Remote participation via the BigBlueButton (BBB).

8 January 2024


15 January 2024

“Interstellar medium of spiral galaxies heated by magnetic reconnection?”

dr Marek Weżgowiec (Astronomical Observatory, Jagiellonian University)

In several face-on spiral galaxies a similar spiral structure of the ordered magnetic fields have been observed using sensitive radio polarimetry. These so-called magnetic arms are ‘phase-shifted’ with the spiral arms and their nature is not fully understood. This behaviour of the magnetic fields might be explained by magnetic reconnection that would increase their ordering. Theoretical studies show that magnetic reconnection at the same time can efficiently heat the low-density interstellar medium. To study both effects in more detail we used the XMM-Newton X-ray data and the VLA/Effelsberg radio polarimetric data for several galaxies in which the magnetic arms were found. We compared the properties of the magnetic fields (strengths and energy densities) and of the hot gas (temperatures and energy densities) in selected areas of galactic disks. The analysis revealed signatures of possible increase in thermal energy of the hot gas that can be attributed to the action of magnetic reconnection effects. This seems to be more easily detected in the inter-arm regions than in the spiral arms of galaxies. Our studies also suggest that such ‘reconnection heating’ may be also efficient in galactic halos, where the density of the ISM is lowest.

22 January 2024

“Chemically-homogeneously evolving stars in the dwarf galaxy IZw18?”

dr Dorottya Szécsi (Institute of Astronomy, Nicolaus Copernicus University)

Chemically-homogeneously evolving stars have been proposed to account for several exotic phenomena, including gamma-ray bursts, gravitational-wave emissions and certain types of supernovae. Here I show how these stars can account for observations of the metal-poor dwarf galaxy, I Zwicky 18. Applying new PoWR synthetic spectral models to predict the photonionizing flux and the strength of observable stellar lines from a I Zw 18-like population, we compare the results to all available optical and UV data from the literature. We show that the measurements are consistently explained by our models. The source of the stellar emission, such as the UV C-IV (λ1550 Å) line, is a handful of WN and/or WO-type Wolf–Rayet stars (skipping the WC phase completely, which contradicts what was previously assumed), while the high He-II ionizing flux is accounted for by the chemically-homogeneously evolving stars which happen to be extremely hot.

- Exercise goal: According to the seminar listing, in which part of a galaxy are signs of magnetic reconnection heating more easily detected? The material after this point comes from a separate source.

- Source excerpt:
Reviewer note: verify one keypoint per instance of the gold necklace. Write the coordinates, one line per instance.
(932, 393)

- Reply: They are more easily detected in the inter-arm regions than in the spiral arms.